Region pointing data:
──────────
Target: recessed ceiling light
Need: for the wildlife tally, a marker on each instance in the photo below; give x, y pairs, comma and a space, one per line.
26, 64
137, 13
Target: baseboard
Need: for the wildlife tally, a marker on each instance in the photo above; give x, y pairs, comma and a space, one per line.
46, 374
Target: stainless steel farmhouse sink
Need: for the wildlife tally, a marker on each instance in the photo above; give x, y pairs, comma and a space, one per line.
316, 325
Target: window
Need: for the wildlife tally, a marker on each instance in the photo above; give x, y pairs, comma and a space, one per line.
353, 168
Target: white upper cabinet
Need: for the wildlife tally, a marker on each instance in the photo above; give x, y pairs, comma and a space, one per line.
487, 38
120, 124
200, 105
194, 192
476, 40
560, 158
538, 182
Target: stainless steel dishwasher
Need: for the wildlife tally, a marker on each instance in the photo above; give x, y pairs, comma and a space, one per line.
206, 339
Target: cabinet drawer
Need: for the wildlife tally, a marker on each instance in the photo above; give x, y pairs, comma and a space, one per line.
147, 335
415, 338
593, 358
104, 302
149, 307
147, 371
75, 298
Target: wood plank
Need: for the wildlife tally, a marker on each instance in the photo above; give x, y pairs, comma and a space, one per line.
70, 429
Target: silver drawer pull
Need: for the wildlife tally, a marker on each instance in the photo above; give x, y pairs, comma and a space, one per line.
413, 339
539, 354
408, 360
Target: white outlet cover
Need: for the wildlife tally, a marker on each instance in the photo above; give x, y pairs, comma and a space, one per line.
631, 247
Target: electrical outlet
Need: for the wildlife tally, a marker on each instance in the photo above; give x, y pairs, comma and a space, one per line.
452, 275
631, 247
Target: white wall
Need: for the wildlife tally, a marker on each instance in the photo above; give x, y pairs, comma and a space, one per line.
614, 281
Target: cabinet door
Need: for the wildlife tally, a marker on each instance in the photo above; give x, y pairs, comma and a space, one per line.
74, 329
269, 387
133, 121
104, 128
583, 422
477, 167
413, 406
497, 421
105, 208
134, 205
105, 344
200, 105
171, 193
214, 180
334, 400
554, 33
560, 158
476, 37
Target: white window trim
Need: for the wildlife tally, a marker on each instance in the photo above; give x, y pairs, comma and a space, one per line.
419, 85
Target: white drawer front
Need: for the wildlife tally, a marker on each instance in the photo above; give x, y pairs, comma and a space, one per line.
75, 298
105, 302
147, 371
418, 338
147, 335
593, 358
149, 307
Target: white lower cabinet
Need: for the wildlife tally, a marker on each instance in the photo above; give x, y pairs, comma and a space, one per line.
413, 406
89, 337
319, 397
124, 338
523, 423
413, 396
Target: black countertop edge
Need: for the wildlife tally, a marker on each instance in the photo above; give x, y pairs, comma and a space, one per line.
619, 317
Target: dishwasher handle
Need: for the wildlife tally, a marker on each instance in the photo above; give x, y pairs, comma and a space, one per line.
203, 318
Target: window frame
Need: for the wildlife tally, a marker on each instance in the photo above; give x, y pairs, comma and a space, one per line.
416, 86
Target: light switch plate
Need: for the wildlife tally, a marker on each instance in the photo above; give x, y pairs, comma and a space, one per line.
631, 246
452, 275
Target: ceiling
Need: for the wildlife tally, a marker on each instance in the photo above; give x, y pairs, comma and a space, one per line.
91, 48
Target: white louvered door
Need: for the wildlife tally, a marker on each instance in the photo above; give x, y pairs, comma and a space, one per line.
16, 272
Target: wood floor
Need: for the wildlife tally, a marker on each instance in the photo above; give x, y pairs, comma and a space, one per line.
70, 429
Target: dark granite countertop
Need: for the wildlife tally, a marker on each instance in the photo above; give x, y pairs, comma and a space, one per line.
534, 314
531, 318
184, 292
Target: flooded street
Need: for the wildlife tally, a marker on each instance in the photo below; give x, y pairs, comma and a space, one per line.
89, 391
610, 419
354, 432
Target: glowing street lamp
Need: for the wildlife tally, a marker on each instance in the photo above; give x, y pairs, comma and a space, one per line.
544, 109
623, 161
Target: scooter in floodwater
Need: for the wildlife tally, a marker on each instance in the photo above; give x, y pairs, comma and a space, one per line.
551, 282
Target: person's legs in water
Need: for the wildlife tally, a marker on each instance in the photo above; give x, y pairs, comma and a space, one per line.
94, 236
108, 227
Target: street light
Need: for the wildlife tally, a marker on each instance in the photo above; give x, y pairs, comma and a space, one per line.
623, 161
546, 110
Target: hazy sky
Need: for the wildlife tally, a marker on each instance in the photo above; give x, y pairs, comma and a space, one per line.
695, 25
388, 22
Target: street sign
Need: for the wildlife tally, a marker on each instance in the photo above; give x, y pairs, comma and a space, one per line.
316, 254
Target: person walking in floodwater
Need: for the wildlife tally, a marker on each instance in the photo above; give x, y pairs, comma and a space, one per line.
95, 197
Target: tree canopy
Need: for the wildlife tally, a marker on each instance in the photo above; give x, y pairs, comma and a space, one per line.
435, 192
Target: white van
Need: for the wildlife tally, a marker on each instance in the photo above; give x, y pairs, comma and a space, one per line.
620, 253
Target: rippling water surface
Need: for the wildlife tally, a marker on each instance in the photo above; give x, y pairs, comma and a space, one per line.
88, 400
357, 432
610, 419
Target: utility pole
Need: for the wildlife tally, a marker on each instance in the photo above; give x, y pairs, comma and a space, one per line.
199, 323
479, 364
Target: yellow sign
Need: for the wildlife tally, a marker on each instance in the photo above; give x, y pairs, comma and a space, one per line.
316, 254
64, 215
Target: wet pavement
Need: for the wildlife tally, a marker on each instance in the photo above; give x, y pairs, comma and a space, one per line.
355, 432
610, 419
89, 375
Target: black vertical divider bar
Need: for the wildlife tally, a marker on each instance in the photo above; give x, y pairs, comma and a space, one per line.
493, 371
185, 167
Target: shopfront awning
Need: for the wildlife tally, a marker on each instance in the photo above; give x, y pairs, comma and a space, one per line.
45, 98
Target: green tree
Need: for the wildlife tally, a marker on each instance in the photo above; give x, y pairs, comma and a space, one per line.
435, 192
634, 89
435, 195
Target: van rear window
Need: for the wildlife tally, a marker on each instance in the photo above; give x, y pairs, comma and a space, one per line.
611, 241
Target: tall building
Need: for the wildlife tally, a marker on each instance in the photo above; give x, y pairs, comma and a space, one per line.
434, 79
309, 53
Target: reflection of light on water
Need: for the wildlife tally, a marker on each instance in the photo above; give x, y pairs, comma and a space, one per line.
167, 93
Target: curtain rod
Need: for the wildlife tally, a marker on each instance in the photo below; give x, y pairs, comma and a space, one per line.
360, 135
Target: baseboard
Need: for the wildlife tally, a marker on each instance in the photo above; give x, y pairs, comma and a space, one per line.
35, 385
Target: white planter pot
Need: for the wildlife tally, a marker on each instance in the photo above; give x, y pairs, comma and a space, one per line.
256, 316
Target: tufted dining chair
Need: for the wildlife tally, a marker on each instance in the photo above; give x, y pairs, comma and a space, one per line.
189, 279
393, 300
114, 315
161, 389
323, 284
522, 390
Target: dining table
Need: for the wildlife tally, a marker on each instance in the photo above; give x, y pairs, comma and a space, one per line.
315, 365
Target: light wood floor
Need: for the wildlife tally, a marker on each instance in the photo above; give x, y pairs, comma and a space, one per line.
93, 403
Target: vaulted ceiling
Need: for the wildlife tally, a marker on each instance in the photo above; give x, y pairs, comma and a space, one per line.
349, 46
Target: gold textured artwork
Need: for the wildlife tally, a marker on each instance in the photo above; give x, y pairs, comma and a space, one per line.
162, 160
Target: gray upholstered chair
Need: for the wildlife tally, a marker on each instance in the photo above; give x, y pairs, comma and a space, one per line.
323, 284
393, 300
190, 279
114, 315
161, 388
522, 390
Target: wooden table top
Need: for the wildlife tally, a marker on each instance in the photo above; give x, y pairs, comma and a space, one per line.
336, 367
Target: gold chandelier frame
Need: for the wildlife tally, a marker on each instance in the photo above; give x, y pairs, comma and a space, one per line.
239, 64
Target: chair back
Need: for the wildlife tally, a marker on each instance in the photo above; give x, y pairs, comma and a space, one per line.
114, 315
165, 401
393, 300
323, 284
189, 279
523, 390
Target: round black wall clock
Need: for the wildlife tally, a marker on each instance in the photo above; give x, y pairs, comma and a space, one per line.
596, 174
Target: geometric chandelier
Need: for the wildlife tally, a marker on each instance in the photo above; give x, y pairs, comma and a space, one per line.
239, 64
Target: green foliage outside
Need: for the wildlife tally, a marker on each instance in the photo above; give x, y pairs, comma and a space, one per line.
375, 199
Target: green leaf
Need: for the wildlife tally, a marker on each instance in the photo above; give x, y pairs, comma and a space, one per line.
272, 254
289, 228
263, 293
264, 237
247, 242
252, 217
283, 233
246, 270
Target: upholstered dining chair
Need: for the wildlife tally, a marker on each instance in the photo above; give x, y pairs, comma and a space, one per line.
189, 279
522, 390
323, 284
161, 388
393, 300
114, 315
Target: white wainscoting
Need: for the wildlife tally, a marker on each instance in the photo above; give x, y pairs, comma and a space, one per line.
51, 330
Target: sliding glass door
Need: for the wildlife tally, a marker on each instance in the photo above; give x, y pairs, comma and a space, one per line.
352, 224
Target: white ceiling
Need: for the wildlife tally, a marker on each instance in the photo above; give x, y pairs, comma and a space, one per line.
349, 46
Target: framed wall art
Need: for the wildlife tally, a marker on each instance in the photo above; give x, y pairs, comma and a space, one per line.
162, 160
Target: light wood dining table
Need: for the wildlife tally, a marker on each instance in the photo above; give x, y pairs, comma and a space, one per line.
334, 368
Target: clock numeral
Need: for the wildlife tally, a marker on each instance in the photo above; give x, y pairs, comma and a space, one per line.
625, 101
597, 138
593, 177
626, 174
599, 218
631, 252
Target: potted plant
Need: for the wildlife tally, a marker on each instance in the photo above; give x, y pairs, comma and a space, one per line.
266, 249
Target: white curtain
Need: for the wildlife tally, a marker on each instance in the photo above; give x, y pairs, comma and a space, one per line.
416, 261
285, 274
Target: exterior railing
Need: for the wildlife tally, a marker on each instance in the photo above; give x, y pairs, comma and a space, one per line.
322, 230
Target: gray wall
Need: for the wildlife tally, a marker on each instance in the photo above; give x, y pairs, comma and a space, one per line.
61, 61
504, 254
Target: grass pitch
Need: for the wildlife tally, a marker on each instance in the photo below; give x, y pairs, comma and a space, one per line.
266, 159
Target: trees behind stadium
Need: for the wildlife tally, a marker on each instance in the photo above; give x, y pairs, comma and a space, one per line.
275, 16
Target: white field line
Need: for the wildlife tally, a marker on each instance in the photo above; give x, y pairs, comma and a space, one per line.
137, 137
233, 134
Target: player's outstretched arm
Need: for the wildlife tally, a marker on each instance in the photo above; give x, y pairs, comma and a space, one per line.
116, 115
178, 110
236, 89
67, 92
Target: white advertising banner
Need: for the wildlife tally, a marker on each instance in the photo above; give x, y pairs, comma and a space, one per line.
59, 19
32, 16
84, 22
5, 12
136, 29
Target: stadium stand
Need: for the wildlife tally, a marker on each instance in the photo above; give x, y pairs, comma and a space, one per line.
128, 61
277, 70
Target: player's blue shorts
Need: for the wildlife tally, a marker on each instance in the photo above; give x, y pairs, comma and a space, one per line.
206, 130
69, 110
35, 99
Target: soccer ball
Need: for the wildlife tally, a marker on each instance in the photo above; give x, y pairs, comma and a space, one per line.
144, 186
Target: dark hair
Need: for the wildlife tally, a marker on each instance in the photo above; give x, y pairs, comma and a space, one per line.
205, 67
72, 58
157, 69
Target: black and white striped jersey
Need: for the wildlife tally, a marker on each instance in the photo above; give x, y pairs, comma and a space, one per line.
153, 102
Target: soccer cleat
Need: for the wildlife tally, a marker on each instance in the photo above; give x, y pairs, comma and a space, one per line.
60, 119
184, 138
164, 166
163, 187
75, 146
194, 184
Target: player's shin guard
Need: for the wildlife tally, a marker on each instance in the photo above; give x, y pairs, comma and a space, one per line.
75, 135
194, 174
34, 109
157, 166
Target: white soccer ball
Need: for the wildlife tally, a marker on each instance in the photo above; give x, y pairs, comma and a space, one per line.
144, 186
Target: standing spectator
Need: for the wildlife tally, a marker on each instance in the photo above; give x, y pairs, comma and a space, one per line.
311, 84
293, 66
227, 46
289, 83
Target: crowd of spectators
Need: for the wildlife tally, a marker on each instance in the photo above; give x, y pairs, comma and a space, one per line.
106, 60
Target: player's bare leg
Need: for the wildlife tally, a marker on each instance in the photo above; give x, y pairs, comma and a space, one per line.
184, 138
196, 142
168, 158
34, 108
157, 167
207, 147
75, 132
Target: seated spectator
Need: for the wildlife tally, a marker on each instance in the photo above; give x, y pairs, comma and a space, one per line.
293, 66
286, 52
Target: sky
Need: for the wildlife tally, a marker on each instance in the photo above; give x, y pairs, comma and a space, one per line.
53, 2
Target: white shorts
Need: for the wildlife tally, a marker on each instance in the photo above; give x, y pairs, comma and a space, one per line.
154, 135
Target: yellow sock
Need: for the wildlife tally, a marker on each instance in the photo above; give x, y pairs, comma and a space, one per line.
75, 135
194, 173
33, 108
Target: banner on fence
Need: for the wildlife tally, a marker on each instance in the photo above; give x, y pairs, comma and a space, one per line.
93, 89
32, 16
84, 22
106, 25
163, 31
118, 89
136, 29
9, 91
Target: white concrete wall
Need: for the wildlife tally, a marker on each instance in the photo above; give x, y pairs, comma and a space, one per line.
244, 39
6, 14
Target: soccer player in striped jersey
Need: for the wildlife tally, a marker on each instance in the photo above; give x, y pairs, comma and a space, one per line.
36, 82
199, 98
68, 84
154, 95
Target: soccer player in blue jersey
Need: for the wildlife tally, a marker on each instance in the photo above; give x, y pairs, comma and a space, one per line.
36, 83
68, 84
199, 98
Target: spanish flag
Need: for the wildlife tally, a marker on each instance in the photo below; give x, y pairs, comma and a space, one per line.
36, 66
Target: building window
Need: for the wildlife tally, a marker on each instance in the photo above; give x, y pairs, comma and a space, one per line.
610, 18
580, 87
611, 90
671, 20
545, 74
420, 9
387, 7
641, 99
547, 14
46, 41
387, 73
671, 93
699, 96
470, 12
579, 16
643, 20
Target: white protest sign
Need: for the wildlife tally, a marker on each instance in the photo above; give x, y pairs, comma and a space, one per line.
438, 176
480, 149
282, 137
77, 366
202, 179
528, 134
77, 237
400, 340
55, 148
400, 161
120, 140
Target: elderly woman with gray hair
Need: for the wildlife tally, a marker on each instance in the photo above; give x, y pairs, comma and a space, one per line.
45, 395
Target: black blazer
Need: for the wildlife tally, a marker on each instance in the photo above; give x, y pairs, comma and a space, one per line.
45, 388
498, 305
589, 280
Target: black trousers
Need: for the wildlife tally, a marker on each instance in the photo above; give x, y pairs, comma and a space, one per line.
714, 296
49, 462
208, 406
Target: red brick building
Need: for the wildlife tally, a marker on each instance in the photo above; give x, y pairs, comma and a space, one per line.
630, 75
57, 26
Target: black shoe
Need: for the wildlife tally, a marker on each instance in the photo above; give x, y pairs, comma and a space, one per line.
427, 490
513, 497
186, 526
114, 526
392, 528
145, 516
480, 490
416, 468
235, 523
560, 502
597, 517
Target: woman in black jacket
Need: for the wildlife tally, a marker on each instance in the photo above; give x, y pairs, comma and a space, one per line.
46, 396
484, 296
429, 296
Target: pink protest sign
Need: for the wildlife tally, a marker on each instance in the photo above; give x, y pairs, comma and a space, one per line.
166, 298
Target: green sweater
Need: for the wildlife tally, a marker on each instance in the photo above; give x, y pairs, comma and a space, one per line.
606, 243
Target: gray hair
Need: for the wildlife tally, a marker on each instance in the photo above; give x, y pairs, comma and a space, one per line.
──────────
Exactly and only the lines from the line containing "Target: red brick building" through the final line of the records above must be returned.

Target: red brick building
Need: for the wildlife tally, a marker on each instance in the photo above; give x, y pairs, comma and a space, one per line.
630, 75
57, 26
Target: black shoe
Need: for the wildlife tally, a marker on each instance in the photo above; give x, y pairs, comma and a space, one per line.
427, 490
513, 497
186, 526
114, 526
392, 528
145, 516
480, 490
416, 468
235, 523
560, 502
597, 517
Target: woman in black jacket
Need: for the wildlife tally, a marker on each instance in the photo above; give x, y pairs, comma and a space, one per line.
46, 396
484, 296
429, 296
Target: pink protest sign
Need: for the wildlife tally, a marker on each instance in the photo above; give x, y pairs, comma and a space, one per line.
166, 298
Target: green sweater
Need: for the wildlife tally, a marker on each instance in the photo above; give x, y pairs, comma and a space, one per line.
606, 243
Target: gray hair
Need: for the wildlife tally, a marker on each instance in the photo above; give x, y pairs, comma and a space, one per line.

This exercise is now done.